TEXT
Newsletter Thursday, November 14

By Paolo Laudani and Sruthi Shankar

(Reuters) -European shares slipped on Thursday, with technology and mining stocks leading losses, while investors looked out U.S. inflation data for hints on the Federal Reserve’s next policy easing moves.

The pan-European index was down 0.2%, with tech, mining and travel and leisure stocks leading morning declines.

European stocks were under pressure as bond yields rose on Thursday, with the German 10-year yield hitting a fresh one-month high, tracking overnight gains in U.S. Treasury yields. [US/]

Wall Street indexes touched record highs on Wednesday after the Fed’s September meeting minutes showed a “substantial majority” of officials supported an outsized half-point rate cut, without committing to a particular pace of cuts in the future.

Data at 1230 GMT (8:30 a.m. ET) is expected to show U.S. consumer prices rose 0.1% in September on a month-over-month basis, compared with a 0.2% increase in August. Traders are currently pricing in an 85% chance of a smaller 25-basis-point reduction from the Fed next month.

MATERIAL SUPPLIED
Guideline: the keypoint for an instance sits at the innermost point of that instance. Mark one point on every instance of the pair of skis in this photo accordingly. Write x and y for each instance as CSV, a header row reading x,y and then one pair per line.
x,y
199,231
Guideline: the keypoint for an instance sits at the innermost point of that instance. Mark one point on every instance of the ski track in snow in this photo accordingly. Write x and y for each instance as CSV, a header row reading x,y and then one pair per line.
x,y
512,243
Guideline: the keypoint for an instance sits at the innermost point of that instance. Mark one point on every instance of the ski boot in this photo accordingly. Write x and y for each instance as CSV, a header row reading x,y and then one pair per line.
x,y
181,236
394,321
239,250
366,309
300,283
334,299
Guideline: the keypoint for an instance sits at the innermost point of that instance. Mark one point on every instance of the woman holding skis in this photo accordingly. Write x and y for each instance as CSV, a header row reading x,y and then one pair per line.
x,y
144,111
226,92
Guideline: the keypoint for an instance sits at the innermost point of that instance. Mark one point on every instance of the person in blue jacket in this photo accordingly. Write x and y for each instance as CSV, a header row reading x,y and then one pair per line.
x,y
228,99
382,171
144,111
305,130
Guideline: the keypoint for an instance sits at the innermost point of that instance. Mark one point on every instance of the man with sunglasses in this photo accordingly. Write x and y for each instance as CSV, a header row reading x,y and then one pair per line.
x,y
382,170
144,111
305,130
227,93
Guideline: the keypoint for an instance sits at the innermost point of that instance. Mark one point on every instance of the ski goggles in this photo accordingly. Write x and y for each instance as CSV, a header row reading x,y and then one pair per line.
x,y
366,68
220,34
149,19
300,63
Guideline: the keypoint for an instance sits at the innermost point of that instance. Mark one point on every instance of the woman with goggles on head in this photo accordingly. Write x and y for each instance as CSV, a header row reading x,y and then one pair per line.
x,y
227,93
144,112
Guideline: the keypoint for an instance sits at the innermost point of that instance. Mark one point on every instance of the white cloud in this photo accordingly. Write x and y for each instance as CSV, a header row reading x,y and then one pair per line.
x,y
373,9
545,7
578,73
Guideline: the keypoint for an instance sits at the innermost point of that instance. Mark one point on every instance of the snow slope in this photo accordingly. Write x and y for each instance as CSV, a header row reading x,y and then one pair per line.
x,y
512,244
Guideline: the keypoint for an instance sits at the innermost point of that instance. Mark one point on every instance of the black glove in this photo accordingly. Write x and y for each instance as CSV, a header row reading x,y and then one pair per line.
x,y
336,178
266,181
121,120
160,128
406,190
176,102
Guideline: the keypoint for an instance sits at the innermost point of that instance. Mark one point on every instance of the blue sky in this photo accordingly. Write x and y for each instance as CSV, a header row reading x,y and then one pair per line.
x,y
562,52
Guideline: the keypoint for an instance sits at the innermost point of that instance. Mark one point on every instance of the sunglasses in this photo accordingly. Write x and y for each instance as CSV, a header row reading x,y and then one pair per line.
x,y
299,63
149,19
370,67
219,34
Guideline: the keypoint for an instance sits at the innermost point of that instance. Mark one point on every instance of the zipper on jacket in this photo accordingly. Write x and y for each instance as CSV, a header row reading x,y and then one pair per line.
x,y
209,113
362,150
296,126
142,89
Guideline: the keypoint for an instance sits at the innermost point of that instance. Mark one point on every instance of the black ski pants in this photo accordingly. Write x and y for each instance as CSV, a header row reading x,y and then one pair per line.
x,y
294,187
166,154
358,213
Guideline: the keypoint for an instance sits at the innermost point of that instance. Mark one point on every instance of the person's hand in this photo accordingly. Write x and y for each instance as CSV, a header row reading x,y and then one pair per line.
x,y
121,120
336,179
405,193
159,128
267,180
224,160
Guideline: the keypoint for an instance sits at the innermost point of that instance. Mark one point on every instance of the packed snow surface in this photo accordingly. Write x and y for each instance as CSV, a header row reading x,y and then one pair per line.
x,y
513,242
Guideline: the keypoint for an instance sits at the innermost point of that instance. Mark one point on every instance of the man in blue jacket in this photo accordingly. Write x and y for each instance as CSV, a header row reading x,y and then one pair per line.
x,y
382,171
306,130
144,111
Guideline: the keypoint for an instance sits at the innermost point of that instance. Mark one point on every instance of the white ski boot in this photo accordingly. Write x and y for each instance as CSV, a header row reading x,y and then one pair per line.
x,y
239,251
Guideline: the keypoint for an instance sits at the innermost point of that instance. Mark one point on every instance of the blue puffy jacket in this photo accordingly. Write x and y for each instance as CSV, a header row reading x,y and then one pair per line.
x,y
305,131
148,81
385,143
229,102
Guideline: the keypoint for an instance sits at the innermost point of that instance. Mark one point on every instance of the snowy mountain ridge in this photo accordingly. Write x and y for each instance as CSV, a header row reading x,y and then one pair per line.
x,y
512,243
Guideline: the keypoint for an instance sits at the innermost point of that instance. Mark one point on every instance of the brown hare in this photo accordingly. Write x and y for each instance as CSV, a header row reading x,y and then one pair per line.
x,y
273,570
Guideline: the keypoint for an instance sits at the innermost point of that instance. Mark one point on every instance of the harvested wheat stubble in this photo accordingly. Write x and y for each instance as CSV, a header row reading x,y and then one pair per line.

PROBLEM TO SOLVE
Rewrite the passage of the report on European shares, starting at "Wall Street indexes" and ending at "Fed next month.", swapping "Traders" for "Investors". The rows shown above are separate from the report on European shares.

SOLUTION TO THIS PROBLEM
Wall Street indexes touched record highs on Wednesday after the Fed’s September meeting minutes showed a “substantial majority” of officials supported an outsized half-point rate cut, without committing to a particular pace of cuts in the future.

Data at 1230 GMT (8:30 a.m. ET) is expected to show U.S. consumer prices rose 0.1% in September on a month-over-month basis, compared with a 0.2% increase in August. Investors are currently pricing in an 85% chance of a smaller 25-basis-point reduction from the Fed next month.